*** Record excerpts ***

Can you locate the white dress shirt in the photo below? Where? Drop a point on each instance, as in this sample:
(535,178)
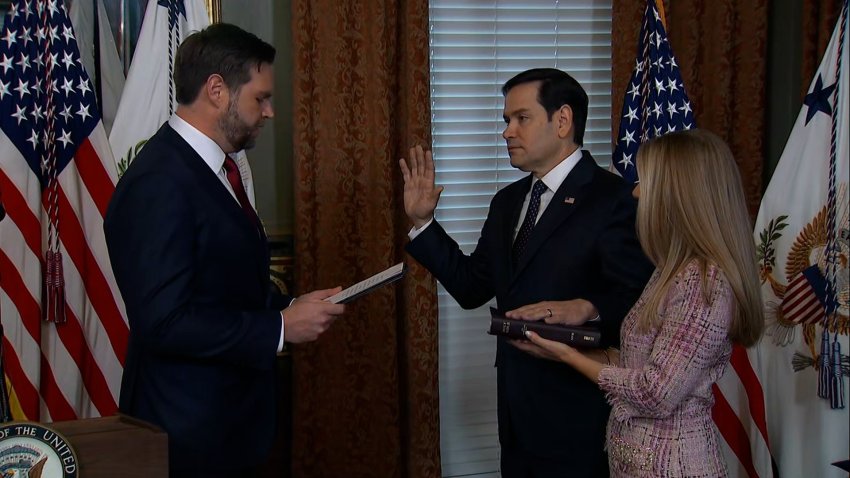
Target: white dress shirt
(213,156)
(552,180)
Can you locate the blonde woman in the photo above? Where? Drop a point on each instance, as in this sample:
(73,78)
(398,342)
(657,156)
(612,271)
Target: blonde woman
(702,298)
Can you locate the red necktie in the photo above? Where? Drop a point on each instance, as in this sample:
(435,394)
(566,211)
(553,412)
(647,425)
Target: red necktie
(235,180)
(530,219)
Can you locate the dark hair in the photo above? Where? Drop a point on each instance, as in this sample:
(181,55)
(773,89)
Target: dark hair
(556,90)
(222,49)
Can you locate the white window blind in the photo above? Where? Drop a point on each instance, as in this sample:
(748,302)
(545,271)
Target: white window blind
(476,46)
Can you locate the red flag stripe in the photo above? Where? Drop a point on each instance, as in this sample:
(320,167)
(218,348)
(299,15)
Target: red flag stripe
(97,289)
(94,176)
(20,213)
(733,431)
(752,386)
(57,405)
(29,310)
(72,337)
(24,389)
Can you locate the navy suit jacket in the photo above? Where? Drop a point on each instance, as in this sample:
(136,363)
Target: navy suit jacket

***
*** Record excerpts ***

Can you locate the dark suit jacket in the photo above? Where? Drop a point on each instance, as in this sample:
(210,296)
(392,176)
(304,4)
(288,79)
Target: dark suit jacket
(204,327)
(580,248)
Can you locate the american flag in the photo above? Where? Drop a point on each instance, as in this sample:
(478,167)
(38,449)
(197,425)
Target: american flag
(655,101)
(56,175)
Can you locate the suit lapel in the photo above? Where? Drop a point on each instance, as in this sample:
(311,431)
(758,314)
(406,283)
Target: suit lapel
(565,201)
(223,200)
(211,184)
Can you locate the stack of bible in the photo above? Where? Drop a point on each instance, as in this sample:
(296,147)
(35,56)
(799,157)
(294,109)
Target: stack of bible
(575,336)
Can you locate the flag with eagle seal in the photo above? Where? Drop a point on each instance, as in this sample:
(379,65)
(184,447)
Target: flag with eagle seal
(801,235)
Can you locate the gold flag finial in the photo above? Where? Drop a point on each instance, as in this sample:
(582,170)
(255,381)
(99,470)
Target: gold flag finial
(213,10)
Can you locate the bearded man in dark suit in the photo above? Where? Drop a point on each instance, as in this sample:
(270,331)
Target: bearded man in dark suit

***

# Aim:
Reproduce the material from the line containing "Can you locate the bearded" through the line containing "Target: bearded man in dark suit", both included, and nothing else.

# Solution for this exercise:
Can you locate the bearded man in dark suit in the photo above? Where? Drop a point on each instance, as in this sample:
(270,331)
Target: bearded man in dark suit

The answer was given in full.